### Exercise
Lines to restate from the data below: from the one containing "the car hood" to the one containing "of the turn", both included. Give them again exactly, and only them.

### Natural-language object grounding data
☆ ☆ ☆ ☆

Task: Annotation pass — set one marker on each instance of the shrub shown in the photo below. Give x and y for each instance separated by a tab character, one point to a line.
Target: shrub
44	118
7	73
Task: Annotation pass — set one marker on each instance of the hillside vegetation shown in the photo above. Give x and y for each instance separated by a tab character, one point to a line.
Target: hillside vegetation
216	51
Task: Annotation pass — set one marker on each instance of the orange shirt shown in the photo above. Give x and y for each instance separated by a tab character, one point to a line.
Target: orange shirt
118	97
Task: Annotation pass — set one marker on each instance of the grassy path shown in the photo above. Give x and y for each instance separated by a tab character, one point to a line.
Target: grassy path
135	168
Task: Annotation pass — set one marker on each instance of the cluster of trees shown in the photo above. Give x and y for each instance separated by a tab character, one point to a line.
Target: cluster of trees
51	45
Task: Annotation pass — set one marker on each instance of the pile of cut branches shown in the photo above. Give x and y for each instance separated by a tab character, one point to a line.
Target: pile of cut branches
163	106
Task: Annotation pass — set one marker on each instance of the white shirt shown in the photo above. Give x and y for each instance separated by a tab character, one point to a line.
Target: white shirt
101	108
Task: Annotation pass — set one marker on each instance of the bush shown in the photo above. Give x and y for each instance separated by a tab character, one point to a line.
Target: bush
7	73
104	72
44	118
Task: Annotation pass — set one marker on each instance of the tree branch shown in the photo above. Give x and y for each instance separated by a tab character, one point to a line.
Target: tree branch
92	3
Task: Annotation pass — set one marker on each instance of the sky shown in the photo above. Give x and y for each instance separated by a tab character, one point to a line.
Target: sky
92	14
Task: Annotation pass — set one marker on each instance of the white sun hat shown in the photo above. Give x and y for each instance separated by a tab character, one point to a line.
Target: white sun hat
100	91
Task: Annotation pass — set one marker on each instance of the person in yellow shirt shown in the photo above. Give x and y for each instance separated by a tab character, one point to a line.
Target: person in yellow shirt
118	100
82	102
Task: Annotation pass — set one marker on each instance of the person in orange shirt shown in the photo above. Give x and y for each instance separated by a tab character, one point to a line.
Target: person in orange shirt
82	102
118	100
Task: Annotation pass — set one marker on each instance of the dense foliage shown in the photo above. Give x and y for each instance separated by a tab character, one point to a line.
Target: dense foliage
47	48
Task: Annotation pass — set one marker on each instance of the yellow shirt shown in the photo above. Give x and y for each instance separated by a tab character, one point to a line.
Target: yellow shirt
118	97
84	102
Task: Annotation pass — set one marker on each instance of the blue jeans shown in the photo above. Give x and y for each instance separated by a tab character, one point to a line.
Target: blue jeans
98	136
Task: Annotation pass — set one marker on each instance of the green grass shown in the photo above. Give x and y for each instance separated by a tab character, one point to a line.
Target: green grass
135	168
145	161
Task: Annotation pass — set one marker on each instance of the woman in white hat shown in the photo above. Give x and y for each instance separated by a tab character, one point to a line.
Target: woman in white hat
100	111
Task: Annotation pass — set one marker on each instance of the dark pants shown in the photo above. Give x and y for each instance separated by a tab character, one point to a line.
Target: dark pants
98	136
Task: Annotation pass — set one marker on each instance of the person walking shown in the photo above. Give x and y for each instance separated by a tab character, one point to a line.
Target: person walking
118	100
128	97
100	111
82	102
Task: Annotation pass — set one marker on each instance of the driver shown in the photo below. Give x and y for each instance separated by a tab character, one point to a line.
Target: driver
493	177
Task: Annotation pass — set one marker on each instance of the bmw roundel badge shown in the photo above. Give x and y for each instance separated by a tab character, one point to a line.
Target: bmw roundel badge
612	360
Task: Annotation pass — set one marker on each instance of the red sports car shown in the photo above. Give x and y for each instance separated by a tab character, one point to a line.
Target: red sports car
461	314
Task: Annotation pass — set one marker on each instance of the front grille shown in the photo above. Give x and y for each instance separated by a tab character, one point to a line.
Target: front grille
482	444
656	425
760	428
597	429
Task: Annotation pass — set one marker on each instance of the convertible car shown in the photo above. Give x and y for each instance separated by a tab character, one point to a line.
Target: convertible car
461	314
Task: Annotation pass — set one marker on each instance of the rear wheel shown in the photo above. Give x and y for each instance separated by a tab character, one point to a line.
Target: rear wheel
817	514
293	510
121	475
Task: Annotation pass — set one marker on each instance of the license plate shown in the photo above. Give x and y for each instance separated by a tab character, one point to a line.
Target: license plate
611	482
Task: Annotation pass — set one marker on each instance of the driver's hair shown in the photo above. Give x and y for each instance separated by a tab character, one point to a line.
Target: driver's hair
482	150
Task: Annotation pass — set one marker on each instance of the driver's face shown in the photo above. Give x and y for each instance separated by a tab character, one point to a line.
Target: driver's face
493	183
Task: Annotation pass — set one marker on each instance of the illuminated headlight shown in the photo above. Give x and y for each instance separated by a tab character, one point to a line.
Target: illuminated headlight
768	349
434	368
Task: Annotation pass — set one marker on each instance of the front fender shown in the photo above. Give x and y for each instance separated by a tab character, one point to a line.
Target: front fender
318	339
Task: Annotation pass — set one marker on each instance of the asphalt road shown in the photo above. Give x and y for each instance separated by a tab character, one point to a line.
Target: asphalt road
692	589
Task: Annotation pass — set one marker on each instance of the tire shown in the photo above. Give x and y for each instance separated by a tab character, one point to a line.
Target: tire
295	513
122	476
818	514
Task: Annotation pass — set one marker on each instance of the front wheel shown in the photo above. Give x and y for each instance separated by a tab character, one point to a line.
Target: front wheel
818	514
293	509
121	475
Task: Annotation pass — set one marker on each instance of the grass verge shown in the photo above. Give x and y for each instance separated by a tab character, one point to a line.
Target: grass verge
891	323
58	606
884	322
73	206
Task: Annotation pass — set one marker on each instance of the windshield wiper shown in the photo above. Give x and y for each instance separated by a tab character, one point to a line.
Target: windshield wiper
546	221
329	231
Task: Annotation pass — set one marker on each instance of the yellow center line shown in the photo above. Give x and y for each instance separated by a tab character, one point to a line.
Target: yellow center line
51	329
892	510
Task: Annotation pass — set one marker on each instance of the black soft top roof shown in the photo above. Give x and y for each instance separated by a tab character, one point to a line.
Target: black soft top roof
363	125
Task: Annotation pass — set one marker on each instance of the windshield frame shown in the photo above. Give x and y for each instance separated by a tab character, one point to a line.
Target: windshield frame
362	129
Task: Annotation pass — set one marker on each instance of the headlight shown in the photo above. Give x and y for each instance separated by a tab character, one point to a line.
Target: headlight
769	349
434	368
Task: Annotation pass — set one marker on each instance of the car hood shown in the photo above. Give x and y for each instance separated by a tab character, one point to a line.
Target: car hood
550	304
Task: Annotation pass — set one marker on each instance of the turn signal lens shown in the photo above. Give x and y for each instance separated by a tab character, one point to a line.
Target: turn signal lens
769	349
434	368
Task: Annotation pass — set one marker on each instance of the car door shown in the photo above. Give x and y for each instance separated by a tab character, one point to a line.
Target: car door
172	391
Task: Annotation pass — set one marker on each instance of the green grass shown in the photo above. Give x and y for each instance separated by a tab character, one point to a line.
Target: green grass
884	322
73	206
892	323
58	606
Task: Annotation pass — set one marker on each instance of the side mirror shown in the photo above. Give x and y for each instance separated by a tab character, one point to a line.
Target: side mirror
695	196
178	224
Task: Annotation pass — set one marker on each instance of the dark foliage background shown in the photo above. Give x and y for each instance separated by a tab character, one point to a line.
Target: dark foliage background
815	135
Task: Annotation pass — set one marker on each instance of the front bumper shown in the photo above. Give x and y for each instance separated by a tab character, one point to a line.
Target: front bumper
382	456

☆ ☆ ☆ ☆

### Answer below
Task: Annotation pass — set one marker on each instance of the car hood shown in the photo above. Give x and y for each instance separated by a tab character, one point to a line.
Target: car hood
550	304
Task: Annotation pass — set one marker on each instance of the turn signal lens shown in the photo above. Give x and y for each instance separated by a tab character, one point to a line.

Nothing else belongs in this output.